##### Extracted material #####

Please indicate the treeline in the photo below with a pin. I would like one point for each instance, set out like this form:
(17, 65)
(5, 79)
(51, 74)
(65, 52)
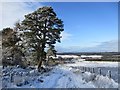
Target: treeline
(32, 40)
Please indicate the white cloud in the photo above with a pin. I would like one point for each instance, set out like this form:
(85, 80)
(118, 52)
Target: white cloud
(14, 11)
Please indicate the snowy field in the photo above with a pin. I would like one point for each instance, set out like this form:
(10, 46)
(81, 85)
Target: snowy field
(61, 76)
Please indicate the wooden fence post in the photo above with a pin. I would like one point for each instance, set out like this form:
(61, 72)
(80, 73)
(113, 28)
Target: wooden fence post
(109, 73)
(99, 71)
(93, 70)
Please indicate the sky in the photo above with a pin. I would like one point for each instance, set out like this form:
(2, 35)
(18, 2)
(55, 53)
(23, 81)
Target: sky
(88, 26)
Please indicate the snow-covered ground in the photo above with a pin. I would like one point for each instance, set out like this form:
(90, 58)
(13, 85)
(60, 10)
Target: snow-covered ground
(81, 62)
(61, 76)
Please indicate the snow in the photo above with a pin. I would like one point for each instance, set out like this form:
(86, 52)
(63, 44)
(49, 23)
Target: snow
(80, 62)
(69, 56)
(93, 56)
(61, 76)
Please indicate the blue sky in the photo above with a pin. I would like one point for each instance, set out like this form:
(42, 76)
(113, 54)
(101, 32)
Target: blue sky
(86, 25)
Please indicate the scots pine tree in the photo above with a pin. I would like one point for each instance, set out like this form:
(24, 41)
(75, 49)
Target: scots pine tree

#####

_Activity_:
The records above are to be copied exactly, with no pictures carried over.

_Written solution_:
Please indicate the treeline in the photo below with a pin. I would like one point for each instance, set out like this form:
(17, 65)
(5, 79)
(51, 74)
(65, 52)
Target: treeline
(32, 40)
Please indicate the white cloud in the photo above with a pin. I would like one point for each instance, set out like this form:
(85, 80)
(118, 52)
Target: white cloud
(14, 11)
Please indicate the snowy field in the photo above with a pin. I would like one point for each instance, set out like this form:
(10, 46)
(81, 85)
Target: snowy field
(61, 76)
Please indicate the wooden fence post in the photo above with a pin. I would like one point for each instance, set out like this form:
(61, 72)
(80, 73)
(113, 28)
Target: wooden fence post
(109, 73)
(99, 71)
(93, 70)
Please indicate the sky in the photo above with a pin. I would like one point for each instance, set out like this form:
(2, 35)
(18, 2)
(55, 53)
(23, 81)
Target: sky
(88, 26)
Please indicate the snow-covered ground in the photo above with a pin. I would like one point for each instance, set out like this form:
(90, 58)
(13, 85)
(60, 10)
Target: snow-covered ground
(81, 62)
(61, 76)
Please indicate the snow in the photo above with a pin. I would like one point for each instance, set out like this form:
(86, 52)
(63, 44)
(49, 23)
Target: snow
(80, 62)
(69, 56)
(93, 56)
(61, 76)
Please indicate the blue sky in the photo above with a pin. I would like one point for each instance, set out like this form:
(42, 76)
(113, 54)
(101, 32)
Target: blue sky
(86, 25)
Please indicate the scots pine tree in the photo above with a pin. I would like one point for each instance, set out like this form:
(24, 41)
(75, 49)
Target: scots pine tree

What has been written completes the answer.